* [QUOTED TEXT]:

--- Begin ---

Summary
finding that no warranty of merchantability arose where no transfer of ownership or lease occurred
Summary of this case from Evans v. Chrysler Financial Corp., NoOpinion
No. 88-P-1072.
November 15, 1989.
February 16, 1990.
Present: BROWN, KAPLAN, KASS, JJ.
Negligence, Die casting machine, Duty to warn, Proximate cause, Causing loss of consortium, Causing loss of companionship and society. Evidence, Videotape. Warranty. Husband and Wife, Consortium. Parent and Child, Companionship and society. Workmen's Compensation Act, Action by spouse or child. Employer's Liability, Fellow employee.
At the trial of a civil action the instructions given to the jury with respect to negligence, the defendant's duty of care, and intervening cause were adequate and proper. [279-280] At the trial of a negligence case there was no error in the judge's admission in evidence of a videotape as a visual aid to illustrate a defendant's contentions or theories. [280-281] In a civil case there was no basis for a claim of breach of warranty of merchantability and that count was properly dismissed. [281-282] In a negligence action arising before the effective date of G.L.c. 152, § 24, as appearing in St. 1985, c. 572, § 35, in which an employee's dependents sought damages against his employer for losses of spousal and parental consortium, the employer could not raise the "fellow servant" defense, as the relation of the employees involved was irrelevant to the consortium claims. [282-285] Discussion with respect to the viability of the "fellow servant" defense in certain negligence actions, in light of G.L.c. 152, § 66, and G.L.c. 153, § 1. [284-285]
CIVIL ACTION commenced in the Superior Court Department on August 19, 1982.
The case was tried before John P. Forte, J., sitting under statutory authority.
Andre A. Sansoucy ( John W. Brister with him) for the plaintiffs.
James C. Gahan, Jr. ( John T. Underhill with him) for Cambridge Tool Mfg. Co., Inc.
Carmin C. Reiss for Bellofram Corporation.
Bellofram Corporation (Bellofram) assembles and sells "air regulators," instruments which regulate air pressure. Sometime before 1973, Bellofram acquired from an outside source a number of dies which it provided in that year to Cambridge Tool Mfg. Co., Inc. (Cambridge), a die casting company. The dies were to be used by Cambridge in its die casting machine for the fabrication of parts needed by Bellofram. Cambridge modified the dies in some particulars and used them to produce parts for Bellofram in the period from 1973 to the date of the accident which gave rise to the instant litigation.
On May 1, 1980, the plaintiff Antonio Marques, a supervising employee of Cambridge, and Barbara Hardy, another Cambridge employee, were trying to bring the recently repaired "cover" half of one of the dies into the die casting machine and into position with respect to the "ejector" half. An eyebolt, threaded into the cover, connected the cover to a chain hoist. Marques evidently was cradling the underside of the cover with his right hand while it was being lowered. Unfortunately the cover fell. Marques suffered severe injuries to his hand; he lost parts of four fingers.

--- End ---

* [RECORD LIST]:

--- Begin ---

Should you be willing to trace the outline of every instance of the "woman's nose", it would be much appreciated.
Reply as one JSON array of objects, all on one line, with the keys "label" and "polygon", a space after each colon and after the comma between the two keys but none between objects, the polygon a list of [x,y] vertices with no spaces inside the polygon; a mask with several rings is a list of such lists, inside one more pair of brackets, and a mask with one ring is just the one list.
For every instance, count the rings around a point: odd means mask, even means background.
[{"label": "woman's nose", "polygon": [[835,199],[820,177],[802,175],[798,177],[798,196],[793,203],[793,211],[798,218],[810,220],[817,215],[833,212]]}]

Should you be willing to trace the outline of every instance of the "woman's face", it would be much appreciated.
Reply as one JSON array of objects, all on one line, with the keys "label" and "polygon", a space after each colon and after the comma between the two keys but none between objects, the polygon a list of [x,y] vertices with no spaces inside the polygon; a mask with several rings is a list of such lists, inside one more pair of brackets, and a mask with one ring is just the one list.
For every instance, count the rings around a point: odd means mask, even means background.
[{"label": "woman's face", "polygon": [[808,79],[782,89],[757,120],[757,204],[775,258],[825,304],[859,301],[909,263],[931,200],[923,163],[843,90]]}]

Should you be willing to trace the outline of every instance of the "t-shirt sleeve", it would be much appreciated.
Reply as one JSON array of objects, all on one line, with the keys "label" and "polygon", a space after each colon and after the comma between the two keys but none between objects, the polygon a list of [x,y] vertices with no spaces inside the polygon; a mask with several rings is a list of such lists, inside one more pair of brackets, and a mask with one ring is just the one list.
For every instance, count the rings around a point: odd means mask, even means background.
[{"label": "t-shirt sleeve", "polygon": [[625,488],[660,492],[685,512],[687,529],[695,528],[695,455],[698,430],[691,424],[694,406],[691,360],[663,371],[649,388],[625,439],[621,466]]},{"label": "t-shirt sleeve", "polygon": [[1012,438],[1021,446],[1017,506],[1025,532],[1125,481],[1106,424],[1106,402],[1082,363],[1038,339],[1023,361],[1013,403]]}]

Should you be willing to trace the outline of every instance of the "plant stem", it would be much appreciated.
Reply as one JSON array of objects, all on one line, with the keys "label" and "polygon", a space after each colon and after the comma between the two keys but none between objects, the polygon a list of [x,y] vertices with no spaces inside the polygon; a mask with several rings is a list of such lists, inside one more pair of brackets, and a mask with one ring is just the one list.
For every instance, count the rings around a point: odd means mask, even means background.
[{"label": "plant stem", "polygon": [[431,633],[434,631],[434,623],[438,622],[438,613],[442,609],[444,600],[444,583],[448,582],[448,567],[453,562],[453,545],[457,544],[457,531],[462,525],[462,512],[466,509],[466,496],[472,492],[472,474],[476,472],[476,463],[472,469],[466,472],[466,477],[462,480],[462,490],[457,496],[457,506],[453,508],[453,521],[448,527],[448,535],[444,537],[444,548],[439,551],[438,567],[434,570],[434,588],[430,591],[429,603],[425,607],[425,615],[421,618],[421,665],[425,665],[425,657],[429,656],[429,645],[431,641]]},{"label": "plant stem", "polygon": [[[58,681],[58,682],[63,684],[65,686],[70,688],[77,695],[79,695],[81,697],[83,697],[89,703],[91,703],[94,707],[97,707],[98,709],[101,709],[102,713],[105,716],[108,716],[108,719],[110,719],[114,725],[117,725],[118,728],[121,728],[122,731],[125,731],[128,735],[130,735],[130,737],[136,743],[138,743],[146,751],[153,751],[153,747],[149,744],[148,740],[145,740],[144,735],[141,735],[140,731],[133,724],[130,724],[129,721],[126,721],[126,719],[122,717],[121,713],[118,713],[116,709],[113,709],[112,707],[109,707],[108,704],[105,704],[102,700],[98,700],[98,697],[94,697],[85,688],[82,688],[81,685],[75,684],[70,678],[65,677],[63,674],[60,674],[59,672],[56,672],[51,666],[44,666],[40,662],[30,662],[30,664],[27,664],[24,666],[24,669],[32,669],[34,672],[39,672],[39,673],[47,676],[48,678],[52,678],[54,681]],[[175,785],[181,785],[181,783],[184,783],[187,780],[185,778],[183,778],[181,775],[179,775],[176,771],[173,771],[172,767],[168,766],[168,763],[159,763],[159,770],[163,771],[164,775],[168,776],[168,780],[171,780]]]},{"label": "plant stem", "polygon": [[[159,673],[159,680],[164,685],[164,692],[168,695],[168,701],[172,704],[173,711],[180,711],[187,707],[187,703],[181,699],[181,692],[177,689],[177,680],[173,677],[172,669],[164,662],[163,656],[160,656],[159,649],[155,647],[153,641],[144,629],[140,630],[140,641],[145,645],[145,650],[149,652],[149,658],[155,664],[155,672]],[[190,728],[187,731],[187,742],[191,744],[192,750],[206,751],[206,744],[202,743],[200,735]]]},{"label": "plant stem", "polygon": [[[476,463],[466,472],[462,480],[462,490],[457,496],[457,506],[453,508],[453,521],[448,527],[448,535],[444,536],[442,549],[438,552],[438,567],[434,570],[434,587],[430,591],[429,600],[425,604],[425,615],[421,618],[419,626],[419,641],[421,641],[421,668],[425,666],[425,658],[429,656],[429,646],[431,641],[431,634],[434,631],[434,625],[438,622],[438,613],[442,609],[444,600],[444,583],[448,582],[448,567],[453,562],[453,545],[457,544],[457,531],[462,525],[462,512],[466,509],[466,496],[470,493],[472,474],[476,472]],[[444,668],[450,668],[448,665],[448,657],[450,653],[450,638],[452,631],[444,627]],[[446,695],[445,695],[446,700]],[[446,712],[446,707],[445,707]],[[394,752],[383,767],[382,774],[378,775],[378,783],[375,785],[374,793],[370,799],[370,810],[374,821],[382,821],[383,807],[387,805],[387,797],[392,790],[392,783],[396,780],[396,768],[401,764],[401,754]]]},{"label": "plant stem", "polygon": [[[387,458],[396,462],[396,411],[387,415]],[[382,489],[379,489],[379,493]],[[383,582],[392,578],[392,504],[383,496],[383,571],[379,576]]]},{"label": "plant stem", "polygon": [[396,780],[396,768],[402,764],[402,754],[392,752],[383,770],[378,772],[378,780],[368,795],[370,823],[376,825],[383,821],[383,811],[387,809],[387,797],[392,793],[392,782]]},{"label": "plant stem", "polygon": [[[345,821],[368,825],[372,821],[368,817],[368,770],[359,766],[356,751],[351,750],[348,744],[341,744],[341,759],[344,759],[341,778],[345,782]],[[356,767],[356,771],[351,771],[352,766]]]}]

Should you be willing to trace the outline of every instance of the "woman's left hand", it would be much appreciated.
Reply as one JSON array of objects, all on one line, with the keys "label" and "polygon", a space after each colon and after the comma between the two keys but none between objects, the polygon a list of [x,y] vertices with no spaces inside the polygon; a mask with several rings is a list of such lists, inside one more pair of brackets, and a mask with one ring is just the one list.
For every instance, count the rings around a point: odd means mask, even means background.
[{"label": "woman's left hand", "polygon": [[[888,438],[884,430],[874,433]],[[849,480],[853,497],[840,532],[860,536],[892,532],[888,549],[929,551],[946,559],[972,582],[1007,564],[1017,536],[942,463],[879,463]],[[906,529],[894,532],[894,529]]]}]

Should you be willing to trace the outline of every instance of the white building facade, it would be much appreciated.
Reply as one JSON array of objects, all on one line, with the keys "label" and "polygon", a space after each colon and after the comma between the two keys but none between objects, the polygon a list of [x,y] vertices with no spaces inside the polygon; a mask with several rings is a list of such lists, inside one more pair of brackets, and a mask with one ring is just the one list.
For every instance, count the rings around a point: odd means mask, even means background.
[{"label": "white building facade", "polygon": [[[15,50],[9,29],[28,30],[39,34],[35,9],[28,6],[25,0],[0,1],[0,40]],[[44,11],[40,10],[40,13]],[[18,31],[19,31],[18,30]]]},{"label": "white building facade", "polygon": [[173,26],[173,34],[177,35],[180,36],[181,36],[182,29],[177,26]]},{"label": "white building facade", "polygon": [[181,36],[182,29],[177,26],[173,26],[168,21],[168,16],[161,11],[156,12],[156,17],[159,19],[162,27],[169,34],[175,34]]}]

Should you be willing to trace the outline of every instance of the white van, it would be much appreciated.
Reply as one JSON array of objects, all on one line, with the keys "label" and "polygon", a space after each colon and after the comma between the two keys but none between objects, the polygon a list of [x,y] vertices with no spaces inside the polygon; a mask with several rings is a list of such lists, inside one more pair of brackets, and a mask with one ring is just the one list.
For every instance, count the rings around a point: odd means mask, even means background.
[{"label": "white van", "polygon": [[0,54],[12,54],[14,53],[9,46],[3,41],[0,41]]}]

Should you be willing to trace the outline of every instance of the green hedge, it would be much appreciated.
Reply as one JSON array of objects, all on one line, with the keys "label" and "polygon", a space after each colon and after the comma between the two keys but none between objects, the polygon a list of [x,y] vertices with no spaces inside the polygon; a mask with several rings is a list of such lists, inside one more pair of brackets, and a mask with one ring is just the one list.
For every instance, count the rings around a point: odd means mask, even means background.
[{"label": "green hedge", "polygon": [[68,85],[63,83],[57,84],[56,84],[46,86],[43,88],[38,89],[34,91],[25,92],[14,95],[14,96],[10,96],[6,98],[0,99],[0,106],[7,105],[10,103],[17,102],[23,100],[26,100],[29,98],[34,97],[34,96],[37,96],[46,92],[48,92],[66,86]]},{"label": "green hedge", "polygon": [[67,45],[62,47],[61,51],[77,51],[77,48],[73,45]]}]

--- End ---

* [PROBLEM TO SOLVE]: Can you print the court case text word for word, starting with "Negligence, Die casting" and going on through "Liability, Fellow employee."?

* [EXERCISE SOLUTION]:
Negligence, Die casting machine, Duty to warn, Proximate cause, Causing loss of consortium, Causing loss of companionship and society. Evidence, Videotape. Warranty. Husband and Wife, Consortium. Parent and Child, Companionship and society. Workmen's Compensation Act, Action by spouse or child. Employer's Liability, Fellow employee.